***** Текст для чтения

# Домашнее задание № 4 часть 1 (курс МТС, команда 33)

## Подготовка окружения для проведения эксперимента

In [None]:
# устанавливаем необходимые зависимости
!pip install rectools > None
!pip install optuna > None

In [None]:
# импортируем зависимости

import datetime
import optuna
import dill
import nmslib
import pandas as pd
import numpy as np

from implicit.als import AlternatingLeastSquares
from rectools.metrics import Precision, Recall, MAP, calc_metrics
from rectools.models import ImplicitALSWrapperModel, LightFMWrapperModel
from rectools import Columns
from rectools.dataset import Dataset
from lightfm import LightFM
from lightfm.data import Dataset as LFMDataset

In [None]:
# скачиваем датасеты

!wget https://storage.yandexcloud.net/itmo-recsys-public-data/kion_train.zip

In [None]:
!ls

In [None]:
!unzip ./kion_train.zip 

In [None]:
N = 10
METRICS = {"map@10": MAP(k=10),"recall@10": Recall(k=10)}

## Подготовка датасета

In [None]:
def get_datasets():
    inter_df = pd.read_csv('kion_train/interactions.csv')
    user_df = pd.read_csv('kion_train/users.csv')
    item_df = pd.read_csv('kion_train/items.csv')
    inter_df.rename(columns={'last_watch_dt': 'datetime','total_dur': 'weight',},inplace=True)
    inter_df['datetime'] = pd.to_datetime(inter_df['datetime'])
    inter_df[Columns.Weight] = np.where(inter_df['watched_pct'] > 10, 3, 1)
    return inter_df, user_df, item_df

In [None]:
inter_df, user_df, item_df = get_datasets()

In [None]:
# визуализируем датасеты

inter_df.head(10)

In [None]:
item_df.head(10)

In [None]:
user_df.head(10)

In [None]:
# формируем трейновый и тестовый датасет

last_date = inter_df[Columns.Datetime].max().normalize()

**********
***** Записи

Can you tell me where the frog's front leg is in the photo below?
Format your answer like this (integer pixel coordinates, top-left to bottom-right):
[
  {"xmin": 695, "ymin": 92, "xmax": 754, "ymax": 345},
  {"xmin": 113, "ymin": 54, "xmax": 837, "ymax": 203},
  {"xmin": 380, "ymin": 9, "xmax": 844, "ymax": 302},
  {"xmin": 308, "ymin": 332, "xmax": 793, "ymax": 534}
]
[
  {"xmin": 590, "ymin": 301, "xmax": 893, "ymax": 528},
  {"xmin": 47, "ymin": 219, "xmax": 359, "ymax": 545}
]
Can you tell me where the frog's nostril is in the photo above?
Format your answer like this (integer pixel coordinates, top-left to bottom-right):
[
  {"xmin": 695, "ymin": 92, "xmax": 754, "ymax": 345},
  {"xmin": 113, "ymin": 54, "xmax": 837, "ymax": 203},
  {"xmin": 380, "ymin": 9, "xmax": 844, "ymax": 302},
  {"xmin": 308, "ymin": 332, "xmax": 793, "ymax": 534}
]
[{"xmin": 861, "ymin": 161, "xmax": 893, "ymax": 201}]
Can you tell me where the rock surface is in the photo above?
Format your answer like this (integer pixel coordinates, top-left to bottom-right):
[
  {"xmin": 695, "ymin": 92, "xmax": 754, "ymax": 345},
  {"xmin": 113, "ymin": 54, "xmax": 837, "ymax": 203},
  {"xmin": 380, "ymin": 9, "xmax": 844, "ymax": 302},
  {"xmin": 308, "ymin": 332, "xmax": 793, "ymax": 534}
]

**********

__Задание A__: Перепишите из текста домашнего задания кусок, начиная со слов «item_df = pd.read_csv('kion_train/items.csv')» и до слов «item_df = get_datasets()» включительно.
__Задание B__: Допишите текст домашнего задания дальше, начиная сразу после его последней строки.

__Результат A__:
item_df = pd.read_csv('kion_train/items.csv')
    inter_df.rename(columns={'last_watch_dt': 'datetime','total_dur': 'weight',},inplace=True)
    inter_df['datetime'] = pd.to_datetime(inter_df['datetime'])
    inter_df[Columns.Weight] = np.where(inter_df['watched_pct'] > 10, 3, 1)
    return inter_df, user_df, item_df

In [None]:
inter_df, user_df, item_df = get_datasets()

__Результат B__:
train = inter_df[inter_df[Columns.Datetime] < last_date - pd.Timedelta(days=7)].copy()
test = inter_df[inter_df[Columns.Datetime] >= last_date - pd.Timedelta(days=7)].copy()

print(f"Размерность трейна : {train.shape}")
print(f"Размерность теста: {test.shape}")

In [None]:
# убираем холодных пользователей из теста

cold_users = set(test[Columns.User]) - set(train[Columns.User])
test.drop(test[test[Columns.User].isin(cold_users)].index, inplace=True)

In [None]:
print(user_df.isna().sum())

In [None]:
# заполняем пустые значения

user_df.fillna('Unknown', inplace=True)
user_df = user_df.loc[user_df[Columns.User].isin(train[Columns.User])].copy()
user_df.head()

In [None]:
# извлекаем возраст, пол и доход пользователей

user_features_frames = []
for feature in ["age", "sex", "income"]:
    feature_frame = user_df.reindex(columns=[Columns.User, feature])
    feature_frame.columns = ["id", "value"]
    feature_frame["feature"] = feature
    user_features_frames.append(feature_frame)
user_features = pd.concat(user_features_frames)
user_features.head()

In [None]:
item_df = item_df.loc[item_df[Columns.Item].isin(train[Columns.Item])].copy()
item_df.head()

In [None]:
# определяем тип контента

print(item_df.content_type.unique())

In [None]:
# извлекаем жанры для каждого фильма и сериала

item_df["genre"] = item_df["genres"].str.lower().str.replace(", ", ",", regex=False).str.split(",")
genre_feature = item_df[["item_id", "genre"]].explode("genre")
genre_feature.columns = ["id", "value"]
genre_feature["feature"] = "genre"
genre_feature.head()

In [None]:
# извлекаем тип контента для каждого айтема

content_feature = item_df.reindex(columns=[Columns.Item, "content_type"])
content_feature.columns = ["id", "value"]
content_feature["feature"] = "content_type"
content_feature.head()

In [None]:
# извлекаем квантиль года выпуска для каждого айтема

item_df['binned_r_year'] = pd.qcut(item_df['release_year'], q=10, labels=list(range(10)))
release_year_feature = item_df.reindex(columns=[Columns.Item, "binned_r_year"])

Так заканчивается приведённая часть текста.